Short exercise. Count the lines in the listing below that contain the string "grassy", matching case exactly. Reply with the number only.

Entries from a set of point annotations.
§
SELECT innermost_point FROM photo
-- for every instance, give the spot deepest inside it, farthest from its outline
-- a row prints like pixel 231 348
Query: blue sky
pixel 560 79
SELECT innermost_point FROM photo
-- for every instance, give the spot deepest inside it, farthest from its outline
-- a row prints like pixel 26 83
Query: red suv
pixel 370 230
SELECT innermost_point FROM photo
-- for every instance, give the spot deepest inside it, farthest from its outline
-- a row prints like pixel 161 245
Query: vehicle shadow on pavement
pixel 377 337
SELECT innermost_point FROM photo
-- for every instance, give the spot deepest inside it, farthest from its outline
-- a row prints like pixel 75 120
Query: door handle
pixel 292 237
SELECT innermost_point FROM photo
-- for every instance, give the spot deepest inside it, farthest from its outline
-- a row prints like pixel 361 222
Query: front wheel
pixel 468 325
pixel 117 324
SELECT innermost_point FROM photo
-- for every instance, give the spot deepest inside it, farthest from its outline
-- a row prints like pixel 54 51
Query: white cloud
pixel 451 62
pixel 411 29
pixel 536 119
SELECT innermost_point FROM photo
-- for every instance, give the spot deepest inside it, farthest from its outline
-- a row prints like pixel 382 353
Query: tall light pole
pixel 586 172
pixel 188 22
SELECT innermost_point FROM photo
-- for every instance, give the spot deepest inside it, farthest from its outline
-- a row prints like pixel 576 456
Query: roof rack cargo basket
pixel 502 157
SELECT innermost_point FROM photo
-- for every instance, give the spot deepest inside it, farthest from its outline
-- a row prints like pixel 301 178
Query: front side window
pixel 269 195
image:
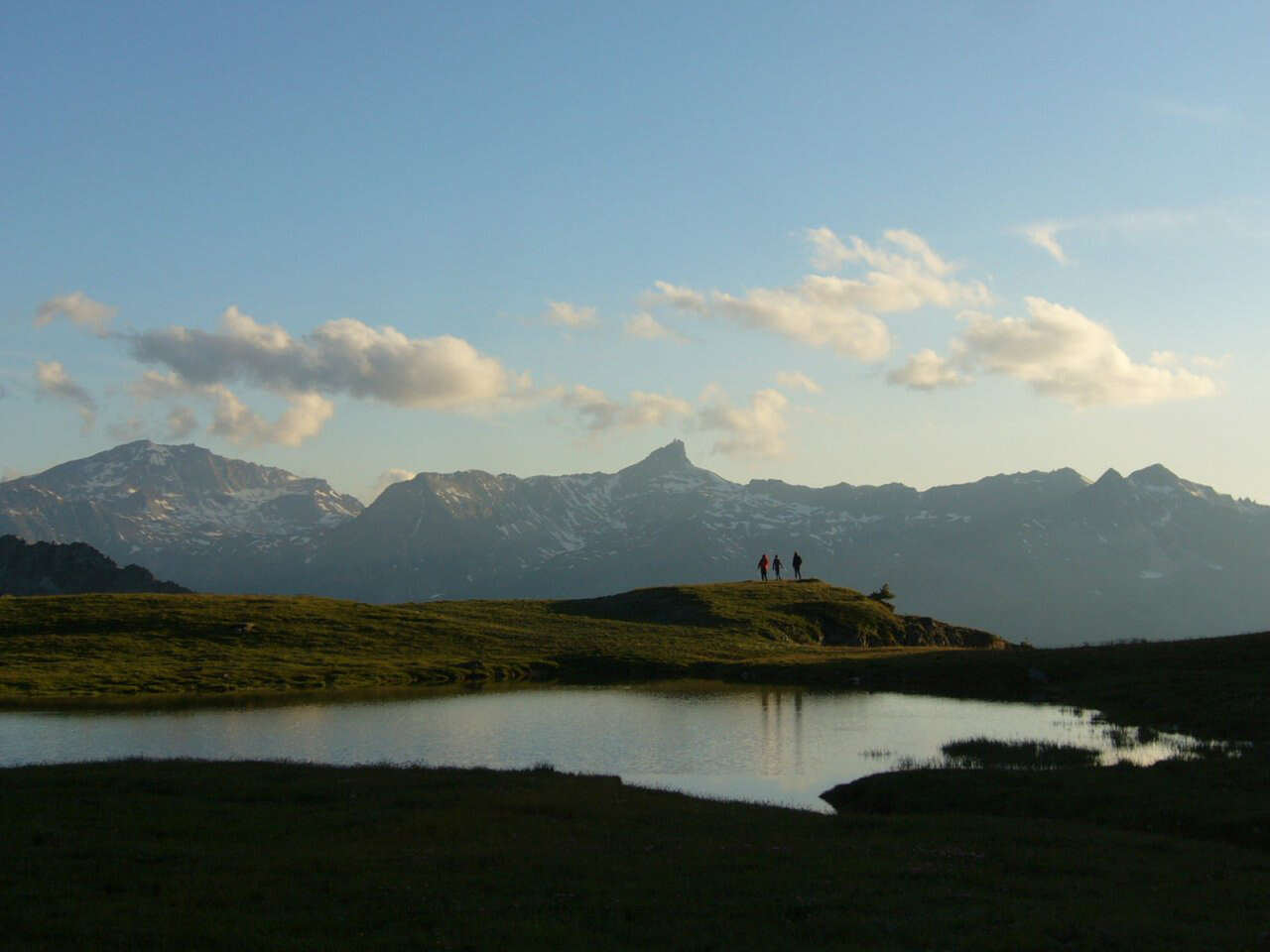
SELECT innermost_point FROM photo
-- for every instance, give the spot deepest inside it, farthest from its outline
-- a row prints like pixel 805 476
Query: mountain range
pixel 53 569
pixel 1048 557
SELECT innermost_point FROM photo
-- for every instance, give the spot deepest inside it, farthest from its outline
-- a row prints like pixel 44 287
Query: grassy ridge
pixel 126 647
pixel 190 855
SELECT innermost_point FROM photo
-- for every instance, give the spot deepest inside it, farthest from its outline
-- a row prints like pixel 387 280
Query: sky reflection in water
pixel 783 746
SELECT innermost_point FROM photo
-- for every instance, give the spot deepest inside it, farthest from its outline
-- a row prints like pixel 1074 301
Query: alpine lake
pixel 780 746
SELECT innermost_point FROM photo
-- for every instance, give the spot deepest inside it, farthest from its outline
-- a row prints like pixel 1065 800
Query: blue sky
pixel 821 243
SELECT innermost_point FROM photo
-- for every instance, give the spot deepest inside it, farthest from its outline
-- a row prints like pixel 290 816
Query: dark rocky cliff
pixel 51 569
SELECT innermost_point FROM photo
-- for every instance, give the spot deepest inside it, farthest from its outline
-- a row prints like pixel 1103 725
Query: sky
pixel 822 243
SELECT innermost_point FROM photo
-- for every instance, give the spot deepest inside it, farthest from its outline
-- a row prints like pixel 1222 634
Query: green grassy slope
pixel 119 647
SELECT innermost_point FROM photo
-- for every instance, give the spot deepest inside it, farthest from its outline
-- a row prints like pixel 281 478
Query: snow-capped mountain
pixel 1042 556
pixel 181 511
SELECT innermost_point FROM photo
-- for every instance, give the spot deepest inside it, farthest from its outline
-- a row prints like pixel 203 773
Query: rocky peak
pixel 670 458
pixel 1155 476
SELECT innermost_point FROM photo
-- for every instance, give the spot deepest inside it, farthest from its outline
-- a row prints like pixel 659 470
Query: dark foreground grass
pixel 199 856
pixel 271 856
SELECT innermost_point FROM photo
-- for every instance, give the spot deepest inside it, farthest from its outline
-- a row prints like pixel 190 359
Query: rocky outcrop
pixel 51 569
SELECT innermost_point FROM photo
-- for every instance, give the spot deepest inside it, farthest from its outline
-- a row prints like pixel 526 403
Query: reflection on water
pixel 783 746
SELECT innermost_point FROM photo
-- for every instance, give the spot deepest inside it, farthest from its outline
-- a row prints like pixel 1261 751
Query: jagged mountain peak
pixel 1111 477
pixel 1156 475
pixel 674 457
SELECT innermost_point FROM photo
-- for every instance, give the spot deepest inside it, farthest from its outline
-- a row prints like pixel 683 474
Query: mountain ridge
pixel 1037 556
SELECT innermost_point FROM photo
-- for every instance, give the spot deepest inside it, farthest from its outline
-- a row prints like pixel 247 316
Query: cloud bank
pixel 1061 353
pixel 833 312
pixel 602 413
pixel 54 382
pixel 339 357
pixel 753 430
pixel 80 309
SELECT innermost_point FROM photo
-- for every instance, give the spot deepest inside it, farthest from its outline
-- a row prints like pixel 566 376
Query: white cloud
pixel 567 315
pixel 1044 235
pixel 666 295
pixel 645 326
pixel 601 413
pixel 53 381
pixel 818 312
pixel 1210 363
pixel 928 371
pixel 841 313
pixel 390 477
pixel 828 253
pixel 797 380
pixel 79 308
pixel 756 430
pixel 305 416
pixel 1064 353
pixel 181 422
pixel 127 430
pixel 339 357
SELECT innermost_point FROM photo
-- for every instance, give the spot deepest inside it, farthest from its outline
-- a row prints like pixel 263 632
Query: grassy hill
pixel 126 647
pixel 189 855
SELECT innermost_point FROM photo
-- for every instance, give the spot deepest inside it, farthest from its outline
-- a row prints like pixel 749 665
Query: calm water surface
pixel 783 746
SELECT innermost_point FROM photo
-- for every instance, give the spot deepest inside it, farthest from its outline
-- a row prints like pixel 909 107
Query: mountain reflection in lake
pixel 784 746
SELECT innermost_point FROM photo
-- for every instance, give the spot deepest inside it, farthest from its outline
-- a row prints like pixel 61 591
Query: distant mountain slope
pixel 221 525
pixel 1040 556
pixel 50 569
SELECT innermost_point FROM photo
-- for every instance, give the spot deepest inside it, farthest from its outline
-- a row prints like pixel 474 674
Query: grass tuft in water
pixel 983 753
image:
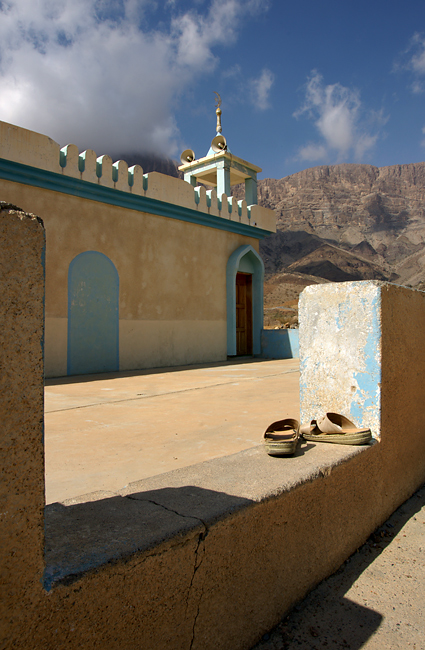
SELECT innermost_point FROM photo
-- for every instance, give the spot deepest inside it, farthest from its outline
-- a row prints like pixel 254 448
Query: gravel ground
pixel 374 601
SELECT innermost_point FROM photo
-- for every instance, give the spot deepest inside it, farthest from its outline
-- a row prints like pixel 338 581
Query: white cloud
pixel 413 60
pixel 260 89
pixel 98 73
pixel 340 120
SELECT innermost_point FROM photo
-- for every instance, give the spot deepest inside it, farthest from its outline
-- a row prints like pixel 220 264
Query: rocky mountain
pixel 365 221
pixel 346 222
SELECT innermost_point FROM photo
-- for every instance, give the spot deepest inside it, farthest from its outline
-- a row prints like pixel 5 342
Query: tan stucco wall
pixel 172 304
pixel 213 557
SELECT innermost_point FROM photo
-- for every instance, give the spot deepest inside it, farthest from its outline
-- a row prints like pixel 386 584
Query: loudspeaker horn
pixel 187 156
pixel 219 144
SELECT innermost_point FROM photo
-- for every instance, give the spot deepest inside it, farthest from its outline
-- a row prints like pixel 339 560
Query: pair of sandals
pixel 281 438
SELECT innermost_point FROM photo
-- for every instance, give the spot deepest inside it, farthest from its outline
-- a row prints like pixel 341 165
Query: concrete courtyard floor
pixel 105 431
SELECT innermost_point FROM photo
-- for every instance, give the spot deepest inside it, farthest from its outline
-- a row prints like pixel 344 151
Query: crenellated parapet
pixel 36 150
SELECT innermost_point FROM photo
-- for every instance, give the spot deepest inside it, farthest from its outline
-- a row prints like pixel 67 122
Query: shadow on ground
pixel 326 619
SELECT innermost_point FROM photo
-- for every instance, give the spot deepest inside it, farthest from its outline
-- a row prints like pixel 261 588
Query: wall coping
pixel 20 173
pixel 35 159
pixel 89 531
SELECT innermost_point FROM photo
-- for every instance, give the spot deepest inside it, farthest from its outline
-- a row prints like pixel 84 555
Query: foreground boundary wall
pixel 207 557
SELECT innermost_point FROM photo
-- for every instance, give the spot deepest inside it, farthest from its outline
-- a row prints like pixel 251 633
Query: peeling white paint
pixel 340 351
§
Written answer. 3